-- MATERIAL PROVIDED follows --

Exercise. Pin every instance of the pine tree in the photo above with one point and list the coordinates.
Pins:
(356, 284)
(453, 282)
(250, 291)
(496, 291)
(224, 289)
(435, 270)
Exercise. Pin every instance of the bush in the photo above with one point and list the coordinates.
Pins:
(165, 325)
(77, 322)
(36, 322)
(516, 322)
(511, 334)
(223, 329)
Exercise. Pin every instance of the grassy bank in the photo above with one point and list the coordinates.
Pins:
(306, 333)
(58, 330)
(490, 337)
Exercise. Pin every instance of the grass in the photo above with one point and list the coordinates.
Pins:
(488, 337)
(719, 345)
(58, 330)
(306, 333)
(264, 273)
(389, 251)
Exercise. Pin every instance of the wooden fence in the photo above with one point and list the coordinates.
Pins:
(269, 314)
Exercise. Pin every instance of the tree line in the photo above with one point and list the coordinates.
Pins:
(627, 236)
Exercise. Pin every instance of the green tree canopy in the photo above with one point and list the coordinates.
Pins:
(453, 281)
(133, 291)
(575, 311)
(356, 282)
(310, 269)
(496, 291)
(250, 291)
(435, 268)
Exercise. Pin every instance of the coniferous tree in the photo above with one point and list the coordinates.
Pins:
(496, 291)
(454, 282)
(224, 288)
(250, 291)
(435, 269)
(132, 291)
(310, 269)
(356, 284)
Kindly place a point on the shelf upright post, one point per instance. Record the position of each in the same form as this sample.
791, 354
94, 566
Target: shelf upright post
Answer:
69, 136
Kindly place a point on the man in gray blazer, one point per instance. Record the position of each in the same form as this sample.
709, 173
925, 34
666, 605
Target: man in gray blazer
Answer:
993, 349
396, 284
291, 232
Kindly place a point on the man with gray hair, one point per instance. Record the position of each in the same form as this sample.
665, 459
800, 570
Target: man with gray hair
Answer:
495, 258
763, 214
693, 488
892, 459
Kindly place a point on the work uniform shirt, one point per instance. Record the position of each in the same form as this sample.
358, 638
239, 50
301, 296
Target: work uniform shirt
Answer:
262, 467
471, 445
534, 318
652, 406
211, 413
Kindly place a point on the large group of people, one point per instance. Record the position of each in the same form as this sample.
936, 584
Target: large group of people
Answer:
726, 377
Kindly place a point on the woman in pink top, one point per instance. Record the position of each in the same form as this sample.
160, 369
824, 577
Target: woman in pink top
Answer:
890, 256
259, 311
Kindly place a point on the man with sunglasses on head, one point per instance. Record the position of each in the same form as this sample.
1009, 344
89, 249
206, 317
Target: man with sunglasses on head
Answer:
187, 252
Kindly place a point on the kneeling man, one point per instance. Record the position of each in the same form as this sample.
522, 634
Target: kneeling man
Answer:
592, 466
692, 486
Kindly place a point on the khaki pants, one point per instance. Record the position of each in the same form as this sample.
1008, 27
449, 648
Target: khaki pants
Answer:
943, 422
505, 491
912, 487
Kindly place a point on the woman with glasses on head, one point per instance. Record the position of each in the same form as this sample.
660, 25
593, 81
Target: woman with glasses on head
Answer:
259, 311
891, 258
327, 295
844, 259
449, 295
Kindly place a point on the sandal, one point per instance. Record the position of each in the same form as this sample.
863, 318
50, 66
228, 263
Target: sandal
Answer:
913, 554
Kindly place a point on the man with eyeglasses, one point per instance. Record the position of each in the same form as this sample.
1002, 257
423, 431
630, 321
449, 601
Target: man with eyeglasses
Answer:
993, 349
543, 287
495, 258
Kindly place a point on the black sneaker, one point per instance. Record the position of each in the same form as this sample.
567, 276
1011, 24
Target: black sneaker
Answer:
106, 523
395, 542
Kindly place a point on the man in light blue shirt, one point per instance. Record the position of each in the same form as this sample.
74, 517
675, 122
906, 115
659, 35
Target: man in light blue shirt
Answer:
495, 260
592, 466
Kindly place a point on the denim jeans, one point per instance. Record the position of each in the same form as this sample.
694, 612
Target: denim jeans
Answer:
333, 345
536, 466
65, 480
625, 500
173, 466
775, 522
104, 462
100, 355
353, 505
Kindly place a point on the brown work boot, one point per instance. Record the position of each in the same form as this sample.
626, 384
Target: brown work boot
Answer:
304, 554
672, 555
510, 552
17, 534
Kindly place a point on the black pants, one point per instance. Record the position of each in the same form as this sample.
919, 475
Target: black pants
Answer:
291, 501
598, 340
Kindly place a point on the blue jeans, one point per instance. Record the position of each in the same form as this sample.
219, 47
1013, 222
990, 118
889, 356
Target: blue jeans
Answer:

-- MATERIAL PROVIDED concluded --

**WHAT YOU NEED TO DO**: Locate the word "shelf" in the data above. Copy every line carrying it.

**WRITTEN SOLUTION**:
Kindly place a point on the shelf upright post, one point per instance. Record the position of each in the same form as this sample.
Target: shelf upright post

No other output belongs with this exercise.